TASK PROMPT –
Shift every coordinate in the answers by adding 27 to each x and y value, and reproduce all the rows in full, requests included.

DATA IN THIS EXERCISE –
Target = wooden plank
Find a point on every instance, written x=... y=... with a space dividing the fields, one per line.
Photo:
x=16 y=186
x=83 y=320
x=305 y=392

FULL ANSWER –
Target = wooden plank
Find a point on every instance, written x=... y=... with a space dividing the fields, one per line.
Photo:
x=43 y=213
x=110 y=347
x=332 y=419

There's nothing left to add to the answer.